▶ TEXT PASSAGE
------

Results of Operations (Contd.)

Corporate

Corporate activities, which include interest income and expense, foreign exchange effects, and corporate overhead not allocated to operating functions, had after-tax benefits of $4.9 million in the 2011 third quarter compared to after-tax costs of $34.5 million in the third quarter of 2010. The 2011 results of corporate activities were favorable to 2010 primarily due to net after-tax benefits of $28.3 million on transactions denominated in foreign currencies in the current quarter compared to net after-tax costs of $15.8 million in the comparable 2010 period. The current period foreign currency benefit was primarily attributable to a weakening of the Malaysian ringgit against the U.S. dollar, which led to a reduction of income tax liabilities that are to be paid in the local currency. Partially offsetting the favorable effects of foreign currencies, Corporate activities included higher administrative costs, mostly attributable to employee compensation, and higher net interest expense, associated with both higher average borrowings and lower amounts of interest capitalized to oil and natural gas development projects.

For the first nine months of 2011, corporate activities reflected net costs of $40.7 million compared to net costs of $133.5 million a year ago. Nine-month corporate costs in 2011 were significantly favorable to 2010 mostly related to the effects of transactions denominated in foreign currencies. Total after-tax benefits for foreign currency transactions were $32.2 million in the 2011 period compared to net after-tax costs of $58.8 million in the first nine months of 2010. Administrative expense was higher in 2011, primarily associated with increased employee compensation costs.

------

▶ ENTRIES SUPPLIED
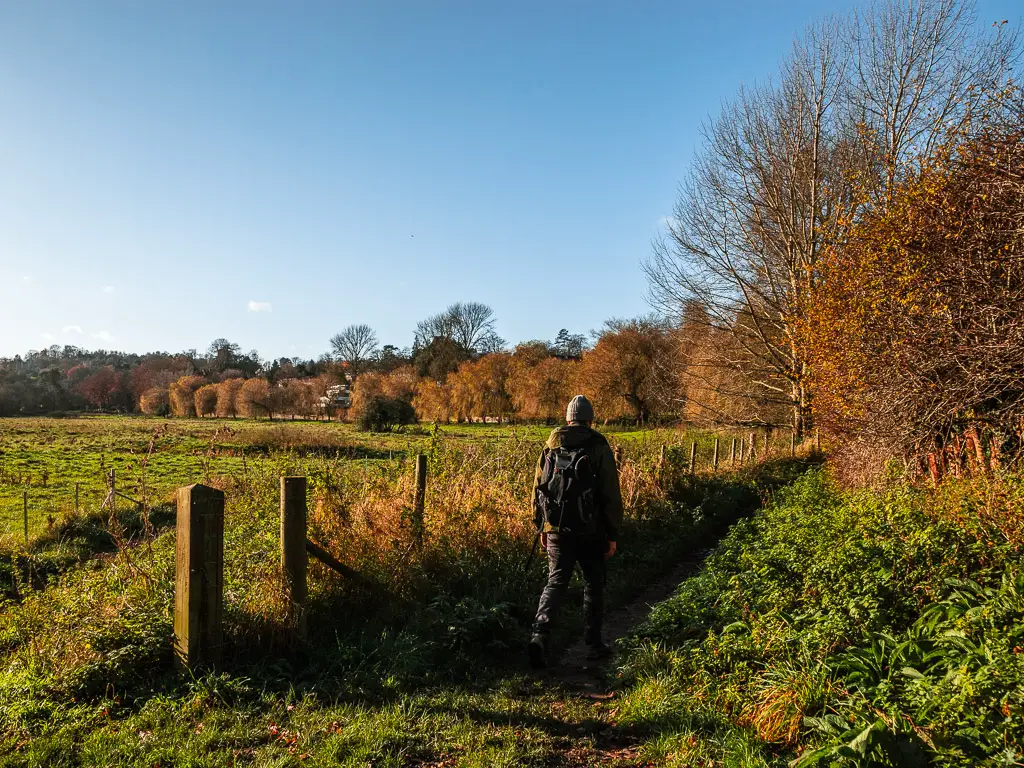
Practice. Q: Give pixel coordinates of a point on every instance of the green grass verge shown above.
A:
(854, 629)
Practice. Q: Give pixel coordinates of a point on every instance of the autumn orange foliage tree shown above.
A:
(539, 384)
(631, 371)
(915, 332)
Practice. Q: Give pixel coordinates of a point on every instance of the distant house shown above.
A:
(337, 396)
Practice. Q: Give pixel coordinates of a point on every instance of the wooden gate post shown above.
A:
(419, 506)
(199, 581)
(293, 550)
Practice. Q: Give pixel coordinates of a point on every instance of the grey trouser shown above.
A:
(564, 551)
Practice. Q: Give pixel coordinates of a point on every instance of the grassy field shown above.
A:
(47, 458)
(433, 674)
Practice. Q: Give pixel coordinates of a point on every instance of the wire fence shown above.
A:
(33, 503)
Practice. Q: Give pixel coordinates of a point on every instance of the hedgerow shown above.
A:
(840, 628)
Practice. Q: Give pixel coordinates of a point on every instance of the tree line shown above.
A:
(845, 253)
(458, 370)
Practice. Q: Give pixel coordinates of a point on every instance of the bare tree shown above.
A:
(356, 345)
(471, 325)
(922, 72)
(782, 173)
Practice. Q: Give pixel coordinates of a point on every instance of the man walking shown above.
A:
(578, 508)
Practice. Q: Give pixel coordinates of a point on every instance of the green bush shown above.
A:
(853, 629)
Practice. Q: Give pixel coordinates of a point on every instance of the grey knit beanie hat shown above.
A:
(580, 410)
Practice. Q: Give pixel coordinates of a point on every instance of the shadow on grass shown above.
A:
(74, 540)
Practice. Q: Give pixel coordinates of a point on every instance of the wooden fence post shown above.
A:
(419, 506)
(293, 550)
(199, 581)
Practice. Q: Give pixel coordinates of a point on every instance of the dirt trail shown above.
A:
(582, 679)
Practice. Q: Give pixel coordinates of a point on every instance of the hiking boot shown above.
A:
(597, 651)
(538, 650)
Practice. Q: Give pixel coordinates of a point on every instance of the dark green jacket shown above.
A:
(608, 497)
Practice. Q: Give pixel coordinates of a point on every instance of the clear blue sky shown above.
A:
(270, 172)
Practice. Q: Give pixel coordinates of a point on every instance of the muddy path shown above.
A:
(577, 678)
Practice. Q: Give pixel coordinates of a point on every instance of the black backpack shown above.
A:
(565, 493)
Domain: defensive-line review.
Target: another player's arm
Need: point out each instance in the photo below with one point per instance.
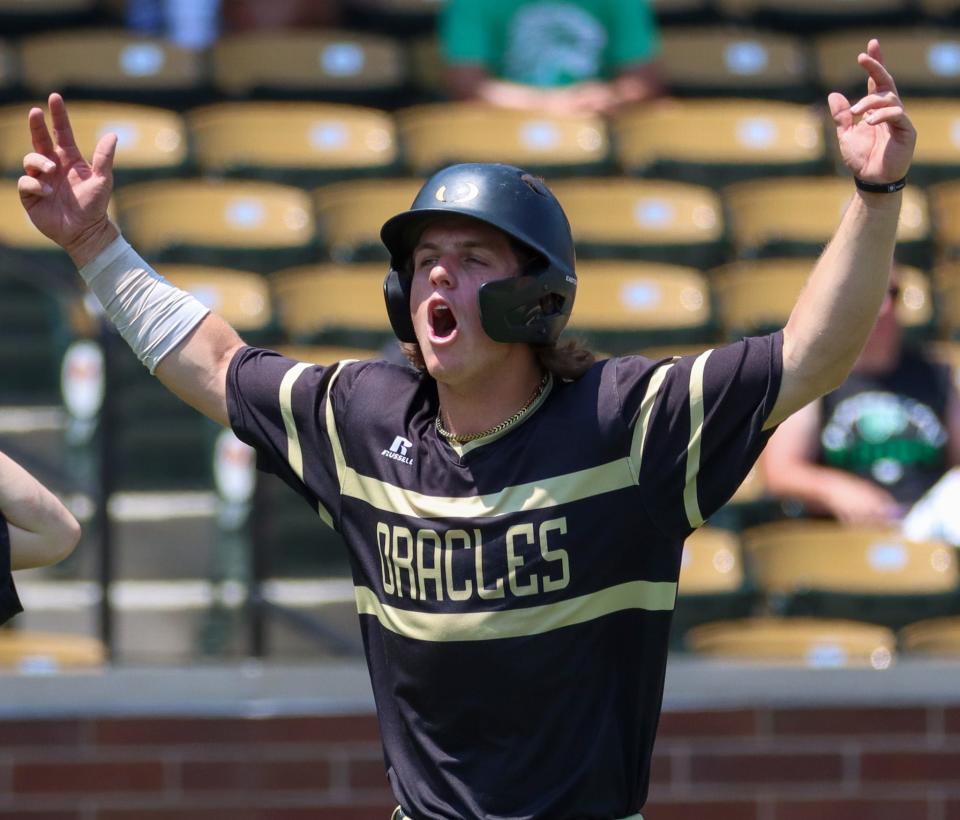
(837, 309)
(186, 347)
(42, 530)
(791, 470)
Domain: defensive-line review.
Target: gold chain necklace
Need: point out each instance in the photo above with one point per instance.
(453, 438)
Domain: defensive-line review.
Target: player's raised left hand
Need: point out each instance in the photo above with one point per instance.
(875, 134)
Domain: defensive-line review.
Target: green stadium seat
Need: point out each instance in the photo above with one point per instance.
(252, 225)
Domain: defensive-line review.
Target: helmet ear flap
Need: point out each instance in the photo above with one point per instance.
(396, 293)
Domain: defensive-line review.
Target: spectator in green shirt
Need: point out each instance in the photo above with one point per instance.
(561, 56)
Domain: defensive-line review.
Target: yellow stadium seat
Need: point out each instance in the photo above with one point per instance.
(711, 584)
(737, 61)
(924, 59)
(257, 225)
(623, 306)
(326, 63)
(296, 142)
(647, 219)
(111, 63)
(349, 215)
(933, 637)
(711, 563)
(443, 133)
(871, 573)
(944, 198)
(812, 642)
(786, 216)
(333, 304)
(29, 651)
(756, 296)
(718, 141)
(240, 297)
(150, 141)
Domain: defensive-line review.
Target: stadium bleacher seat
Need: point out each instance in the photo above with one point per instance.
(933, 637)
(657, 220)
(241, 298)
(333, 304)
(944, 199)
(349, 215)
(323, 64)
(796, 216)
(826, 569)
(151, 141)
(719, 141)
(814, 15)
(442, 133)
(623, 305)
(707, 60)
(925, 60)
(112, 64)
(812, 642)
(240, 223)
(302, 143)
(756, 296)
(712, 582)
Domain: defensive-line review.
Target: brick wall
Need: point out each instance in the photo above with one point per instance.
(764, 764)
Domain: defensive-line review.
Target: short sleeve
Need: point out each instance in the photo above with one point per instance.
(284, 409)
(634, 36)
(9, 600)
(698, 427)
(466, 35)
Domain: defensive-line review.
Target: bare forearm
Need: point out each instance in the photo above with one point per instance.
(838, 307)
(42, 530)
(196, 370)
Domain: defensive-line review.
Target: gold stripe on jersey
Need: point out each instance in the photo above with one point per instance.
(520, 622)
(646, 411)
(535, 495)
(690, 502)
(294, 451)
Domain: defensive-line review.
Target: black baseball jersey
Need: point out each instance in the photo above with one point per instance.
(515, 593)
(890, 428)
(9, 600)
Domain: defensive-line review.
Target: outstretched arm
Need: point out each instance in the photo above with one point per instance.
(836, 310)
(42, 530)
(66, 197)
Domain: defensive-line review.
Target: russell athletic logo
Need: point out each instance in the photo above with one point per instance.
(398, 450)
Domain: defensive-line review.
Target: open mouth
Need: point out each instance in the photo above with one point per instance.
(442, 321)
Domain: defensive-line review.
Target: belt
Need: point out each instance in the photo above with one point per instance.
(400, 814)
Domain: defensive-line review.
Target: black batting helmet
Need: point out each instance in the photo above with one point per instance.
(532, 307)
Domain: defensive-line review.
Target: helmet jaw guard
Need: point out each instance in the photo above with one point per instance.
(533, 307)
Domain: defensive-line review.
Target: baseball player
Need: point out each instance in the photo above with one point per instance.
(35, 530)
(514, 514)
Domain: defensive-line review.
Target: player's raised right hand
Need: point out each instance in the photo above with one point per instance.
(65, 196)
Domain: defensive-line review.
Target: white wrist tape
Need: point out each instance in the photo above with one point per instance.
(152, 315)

------

▶ EXERCISE OBJECTIVE
Which kinds of activities does the corporate results text above say corporate activities include?

▶ RESPONSE TO THIS TASK
- Interest income and expense
- Foreign exchange effects
- Corporate overhead not allocated to operating functions